Stored dataset items
* * * *
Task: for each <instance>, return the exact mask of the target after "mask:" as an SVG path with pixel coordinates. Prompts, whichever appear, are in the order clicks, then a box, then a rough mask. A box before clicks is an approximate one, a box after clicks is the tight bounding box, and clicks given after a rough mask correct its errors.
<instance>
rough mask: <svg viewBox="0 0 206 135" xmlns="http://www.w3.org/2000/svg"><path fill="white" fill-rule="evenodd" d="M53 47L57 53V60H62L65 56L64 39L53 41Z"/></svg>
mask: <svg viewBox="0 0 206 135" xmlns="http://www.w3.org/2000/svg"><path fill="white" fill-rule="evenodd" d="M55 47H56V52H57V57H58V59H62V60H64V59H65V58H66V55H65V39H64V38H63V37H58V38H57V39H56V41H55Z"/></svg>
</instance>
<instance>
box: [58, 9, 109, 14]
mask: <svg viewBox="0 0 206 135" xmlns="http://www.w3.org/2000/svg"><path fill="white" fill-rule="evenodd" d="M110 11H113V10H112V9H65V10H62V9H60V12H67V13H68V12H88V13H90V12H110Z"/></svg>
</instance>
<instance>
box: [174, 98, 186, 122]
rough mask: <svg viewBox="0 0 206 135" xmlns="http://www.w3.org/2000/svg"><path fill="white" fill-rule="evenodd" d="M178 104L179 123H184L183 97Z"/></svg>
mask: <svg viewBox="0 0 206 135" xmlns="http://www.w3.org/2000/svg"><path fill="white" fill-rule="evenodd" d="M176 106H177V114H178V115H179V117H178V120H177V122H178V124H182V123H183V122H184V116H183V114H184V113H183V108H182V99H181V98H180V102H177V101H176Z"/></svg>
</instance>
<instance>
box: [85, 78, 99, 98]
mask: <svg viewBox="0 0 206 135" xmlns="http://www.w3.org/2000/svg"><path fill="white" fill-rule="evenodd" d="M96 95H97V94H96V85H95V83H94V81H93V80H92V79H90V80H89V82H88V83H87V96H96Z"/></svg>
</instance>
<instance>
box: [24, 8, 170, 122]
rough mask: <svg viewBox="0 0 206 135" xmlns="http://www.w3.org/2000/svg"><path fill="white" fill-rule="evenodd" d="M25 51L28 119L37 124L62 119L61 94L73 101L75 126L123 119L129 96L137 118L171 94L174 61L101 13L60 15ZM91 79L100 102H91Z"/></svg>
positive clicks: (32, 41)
* * * *
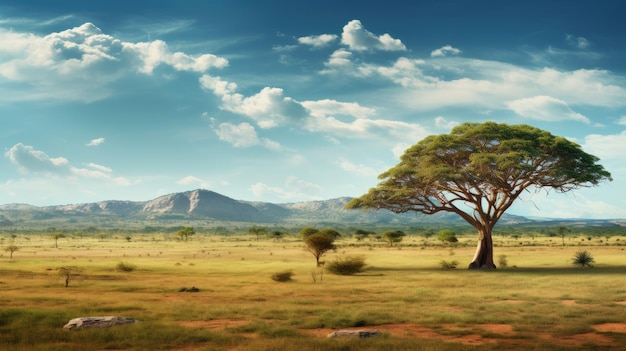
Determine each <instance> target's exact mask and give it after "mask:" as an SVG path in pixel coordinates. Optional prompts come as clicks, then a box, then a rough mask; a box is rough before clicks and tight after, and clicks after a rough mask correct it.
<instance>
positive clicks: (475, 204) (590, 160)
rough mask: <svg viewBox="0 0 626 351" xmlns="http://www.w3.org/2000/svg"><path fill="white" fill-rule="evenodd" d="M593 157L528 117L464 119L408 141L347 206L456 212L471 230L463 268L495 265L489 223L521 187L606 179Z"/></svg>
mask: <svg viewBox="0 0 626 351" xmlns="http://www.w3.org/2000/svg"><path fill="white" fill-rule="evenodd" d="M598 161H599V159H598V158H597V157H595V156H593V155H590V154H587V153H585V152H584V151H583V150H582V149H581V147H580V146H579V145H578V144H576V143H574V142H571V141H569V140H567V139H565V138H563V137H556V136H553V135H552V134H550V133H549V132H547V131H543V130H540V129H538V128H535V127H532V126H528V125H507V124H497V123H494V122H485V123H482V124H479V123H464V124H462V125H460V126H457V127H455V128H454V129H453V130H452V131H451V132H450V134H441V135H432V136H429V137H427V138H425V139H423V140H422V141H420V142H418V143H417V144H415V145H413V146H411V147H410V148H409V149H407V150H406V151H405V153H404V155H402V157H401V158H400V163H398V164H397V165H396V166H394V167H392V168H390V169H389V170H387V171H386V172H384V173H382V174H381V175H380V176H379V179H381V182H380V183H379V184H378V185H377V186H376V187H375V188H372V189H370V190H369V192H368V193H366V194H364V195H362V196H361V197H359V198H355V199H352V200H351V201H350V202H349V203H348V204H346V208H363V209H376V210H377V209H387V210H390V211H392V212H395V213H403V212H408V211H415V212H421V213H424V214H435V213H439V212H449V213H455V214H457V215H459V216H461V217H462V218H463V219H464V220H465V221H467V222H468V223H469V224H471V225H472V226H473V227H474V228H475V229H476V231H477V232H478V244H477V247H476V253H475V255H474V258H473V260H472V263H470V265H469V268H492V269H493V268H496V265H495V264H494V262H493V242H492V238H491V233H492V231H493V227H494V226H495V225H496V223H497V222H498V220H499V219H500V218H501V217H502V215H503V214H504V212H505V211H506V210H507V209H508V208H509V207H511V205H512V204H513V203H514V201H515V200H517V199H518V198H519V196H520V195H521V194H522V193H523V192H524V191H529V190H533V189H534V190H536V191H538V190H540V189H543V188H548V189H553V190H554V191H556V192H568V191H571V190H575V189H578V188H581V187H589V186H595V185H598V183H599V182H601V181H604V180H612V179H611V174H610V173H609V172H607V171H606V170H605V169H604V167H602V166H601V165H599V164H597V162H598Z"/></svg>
* * * *
* _Exercise requirements_
Please go through the data above and copy each line containing the word "pixel".

* _Task solution_
Task: for each <instance>, return the exact mask of the target after "mask:" as an SVG path with pixel coordinates. Prompts, whichever appear, are in the order clicks, then a box, then a rough mask. A box before clicks is an approximate one, a box after clicks is the tight bounding box, and clicks given after a rough mask correct its errors.
Determine each <instance> target's exact mask and give it after "mask:" as an SVG path in pixel coordinates. Optional prompts come as clicks, then a box, then a rough mask; a box is rough before clicks and tight after, and clicks after a rough mask correct it.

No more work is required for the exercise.